● **EXERCISE TEXT**:
========================
Metric operators. Metric operators provide a more
specific description of the object’s
geometry. They are used to measure some global properties of single objects
(such as the area, relative size of an object’s parts, compactness, and
symmetry), and to measure the relative position of different objects in terms
of distance and direction. Examples include length (arc) and distance (point,
point).
Dynamic Spatial Operators. The operations performed by the operators mentioned above are static,
in the sense that the operands are not affected by the application of the
operation. For example, calculating the length of the curve has no effect on
the curve itself. Dynamic operations
alter the objects upon which the operations act. The three fundamental dynamic
operations are create, destroy, and update. A representative example of dynamic operations would be
updating a spatial object that can be subdivided into translate (shift
position), rotate (change orientation), scale up or down, reflect (produce a
mirror image), and shear (deform).
Spatial Queries. Spatial queries are requests for spatial data that require the use of spatial operations. The following categories illustrate three typical
types of spatial queries:
Range query. Finds the objects of a particular
type that are within a given spatial
area or within a particular distance from a given location. (For exam-ple, find
all hospitals within the Metropolitan Atlanta city area, or find all ambulances
within five miles of an accident location.)
Nearest neighbor query. Finds an
object of a particular type that is closest to a given location. (For example, find the police car that is
closest to the location of crime.)
Spatial joins or overlays. Typically
joins the objects of two types based on some
spatial condition, such as the objects intersecting or overlapping spatially
or being within a certain distance of one another. (For example, find all
townships located on a major highway between two cities or find all homes that
are within two miles of a lake.)
========================
● **EXERCISE DATA**:

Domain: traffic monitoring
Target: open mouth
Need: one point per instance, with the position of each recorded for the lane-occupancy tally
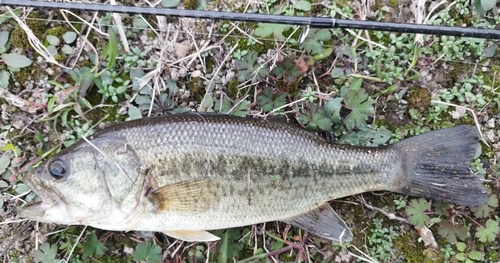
(49, 198)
========================
● **COMPLETE THE FOLLOWING**:
(a) Duplicate the part of the passage on spatial operators that opens with the words containing "Spatial joins or" and closes with "of a lake.)".
(b) Write the next part of the passage on spatial operators and queries, picking up after its final sentence.
Nothing in the listing matters here.

● **RESPONSES BY TASK**:
(a)
Spatial joins or overlays. Typically
joins the objects of two types based on some
spatial condition, such as the objects intersecting or overlapping spatially
or being within a certain distance of one another. (For example, find all
townships located on a major highway between two cities or find all homes that
are within two miles of a lake.)

(b)
4. Spatial Data
Indexing
A spatial
index is used to organize objects into a set of buckets (which correspond to
pages of secondary memory), so that objects in a particular spatial region can
be easily located. Each bucket has a bucket region, a part of space containing
all objects stored in the bucket. The bucket regions are usually rectangles;
for point data structures, these regions are disjoint and they partition the
space so that each point belongs to precisely one bucket. There are essentially
two ways of providing a spatial index.
Specialized indexing structures that allow
efficient search for data objects
based on
spatial search operations are included in the database system. These indexing
structures would play a similar role to that performed by B+-tree
indexes in traditional database systems. Examples of these indexing structures
are grid files and R-trees. Special types of spatial
indexes, known as spatial join indexes,
can be used to speed up spatial join operations.
Instead of creating brand new indexing structures,
the two-dimensional
(2-d)
spatial data is converted to single-dimensional (1-d) data, so that
traditional indexing techniques (B+-tree) can be used. The
algorithms for converting from 2-d to 1-d are known as space filling curves. We will not discuss these methods in detail
(see the Selected Bibliography for further references).
We give
an overview of some of the spatial indexing techniques next.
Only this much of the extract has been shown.